Rewrite the rows below, changing "sample" to "example" wherever it occurs and leaving everything else untouched.

== Provided data ==

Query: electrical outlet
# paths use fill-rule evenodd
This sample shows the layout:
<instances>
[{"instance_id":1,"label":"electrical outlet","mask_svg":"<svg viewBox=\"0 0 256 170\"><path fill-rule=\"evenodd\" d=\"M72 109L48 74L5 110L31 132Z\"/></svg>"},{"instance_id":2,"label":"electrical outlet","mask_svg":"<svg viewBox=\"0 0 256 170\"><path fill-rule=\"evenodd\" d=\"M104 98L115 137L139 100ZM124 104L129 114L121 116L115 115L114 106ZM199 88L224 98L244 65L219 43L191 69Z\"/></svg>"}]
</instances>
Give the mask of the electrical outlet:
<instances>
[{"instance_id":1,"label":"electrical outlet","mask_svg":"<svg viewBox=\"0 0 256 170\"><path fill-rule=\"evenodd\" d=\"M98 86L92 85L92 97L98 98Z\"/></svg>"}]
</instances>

===

- Final result:
Query: electrical outlet
# paths use fill-rule evenodd
This example shows the layout:
<instances>
[{"instance_id":1,"label":"electrical outlet","mask_svg":"<svg viewBox=\"0 0 256 170\"><path fill-rule=\"evenodd\" d=\"M72 109L48 74L5 110L31 132Z\"/></svg>"},{"instance_id":2,"label":"electrical outlet","mask_svg":"<svg viewBox=\"0 0 256 170\"><path fill-rule=\"evenodd\" d=\"M104 98L115 137L139 100ZM124 104L129 114L121 116L115 115L114 106ZM199 88L224 98L244 65L219 43L191 69Z\"/></svg>"}]
</instances>
Give the mask of the electrical outlet:
<instances>
[{"instance_id":1,"label":"electrical outlet","mask_svg":"<svg viewBox=\"0 0 256 170\"><path fill-rule=\"evenodd\" d=\"M98 86L92 85L92 97L98 98Z\"/></svg>"}]
</instances>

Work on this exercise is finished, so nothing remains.